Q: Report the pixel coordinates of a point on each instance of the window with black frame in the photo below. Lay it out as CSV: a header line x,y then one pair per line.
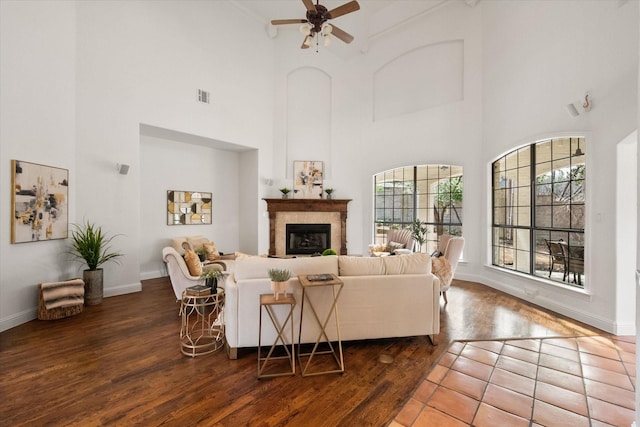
x,y
431,194
539,210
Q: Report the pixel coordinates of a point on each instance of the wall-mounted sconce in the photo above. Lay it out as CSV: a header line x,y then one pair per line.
x,y
587,104
122,169
572,110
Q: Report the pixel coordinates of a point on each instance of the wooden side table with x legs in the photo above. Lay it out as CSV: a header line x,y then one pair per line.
x,y
310,283
268,302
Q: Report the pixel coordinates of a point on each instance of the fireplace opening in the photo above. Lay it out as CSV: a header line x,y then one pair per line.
x,y
308,238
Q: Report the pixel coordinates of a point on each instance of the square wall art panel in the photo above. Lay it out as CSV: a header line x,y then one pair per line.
x,y
188,207
39,202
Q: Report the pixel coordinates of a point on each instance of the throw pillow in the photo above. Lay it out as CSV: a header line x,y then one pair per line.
x,y
193,263
392,246
212,251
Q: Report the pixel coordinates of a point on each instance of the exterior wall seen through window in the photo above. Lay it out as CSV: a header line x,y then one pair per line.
x,y
430,194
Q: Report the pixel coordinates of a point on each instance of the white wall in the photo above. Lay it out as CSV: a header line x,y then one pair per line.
x,y
170,164
108,67
78,80
539,57
359,147
37,124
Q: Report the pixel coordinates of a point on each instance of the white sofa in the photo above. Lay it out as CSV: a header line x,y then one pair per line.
x,y
385,297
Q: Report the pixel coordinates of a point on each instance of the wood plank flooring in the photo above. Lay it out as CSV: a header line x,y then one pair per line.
x,y
119,363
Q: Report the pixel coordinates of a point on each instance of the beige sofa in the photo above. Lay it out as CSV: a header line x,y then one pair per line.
x,y
385,297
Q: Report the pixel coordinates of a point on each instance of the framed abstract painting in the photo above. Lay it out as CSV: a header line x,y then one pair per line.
x,y
39,202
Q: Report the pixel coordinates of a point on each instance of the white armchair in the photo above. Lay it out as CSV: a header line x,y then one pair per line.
x,y
179,274
452,252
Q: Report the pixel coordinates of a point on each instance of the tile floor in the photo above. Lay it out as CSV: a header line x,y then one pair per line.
x,y
584,381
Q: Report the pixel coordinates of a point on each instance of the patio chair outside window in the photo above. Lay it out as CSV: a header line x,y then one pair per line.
x,y
557,256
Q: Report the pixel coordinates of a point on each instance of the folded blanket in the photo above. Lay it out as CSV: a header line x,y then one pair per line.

++++

*Exercise prompt*:
A faithful copy of all the data above, without its pictures, is the expected result.

*Expected output*:
Q: Report the pixel coordinates of a point on each instance of the window with black frame in the photo below. Lay it out as CSV: a header line x,y then one pair per line.
x,y
431,194
539,210
Q: Report the pixel coordinates of a point on each instance of the wall-mounted sconce in the photo above. Lay it out as CSV: a header line x,y then one pair per line.
x,y
587,104
122,169
572,110
Q: Report the pixel coordinates of a point on each instance of the wooden side table with x legs in the photo above. Lay it out as CSV: a header line x,y then one pair per line.
x,y
310,283
268,302
Q: Report the pixel coordinates of a point on each instance of the fireplace opening in the photo above. Lay it out as CSV: a header line x,y then one pair per line.
x,y
308,238
Q: Report the pixel coordinates of a point on each instance of the square wall art panel in the photo above. Lay it out as CSV: a header line x,y then one pair per line.
x,y
188,207
39,202
Q: Report the pixel coordinates of a point on each instance of the throw pillow in the photo above. Lay it out as CSV: a header line x,y then one pair per line.
x,y
193,263
392,246
212,251
Q: Report the pixel coordinates of a point on each instance of the exterior wall seen through window in the photo above. Lay it out as CSV: a header line x,y then one pair per line.
x,y
430,194
Q: Report the pixel coordinates of a point on each instance of the white wall in the photo above. Lay it out as CSV: a header line x,y then one pair per line.
x,y
170,164
108,67
78,80
539,57
359,147
37,124
Q: Report the pixel coordinates of a point on each instance of the white sofa in the photo above. Lay it out as CSV: a header line x,y then one pair per line.
x,y
385,297
Q: Report the pixel coordinates of a point on each instance of the wood plank flooring in the photo above. Lay it out as CSV: a header line x,y then one pair per line.
x,y
119,363
Q: Report the pixel coordinates of a point on each instance of the beige sofa in the photo above. Lay it out as CSV: a header line x,y then one pair per line.
x,y
385,297
Q: Report the pixel coordinates of a point on each instance of the framed abstract painting in the photo above. Lay it out as CSV: a header line x,y then one pair per line.
x,y
39,202
Q: Report the pixel coordinates of a point on each instance of the white armchair in the photo above. Lay it out as CSV: a header line x,y then one pair per line.
x,y
179,274
452,252
Q: Report the pixel coordinates of a point on each instance of the tile floor in the photo above. Lay it out as CSV: a header line x,y then one pair per line.
x,y
584,381
Q: Report the pixel coordinates of a point on each instance of the patio chair outside window in the photo above. Lay it out as CSV: a header line x,y then one pair per line.
x,y
557,256
Q: Report the pixel coordinates of a point on each instance of the folded blanket in the photo above. Lay it out as CSV: a header line x,y then one pair per line.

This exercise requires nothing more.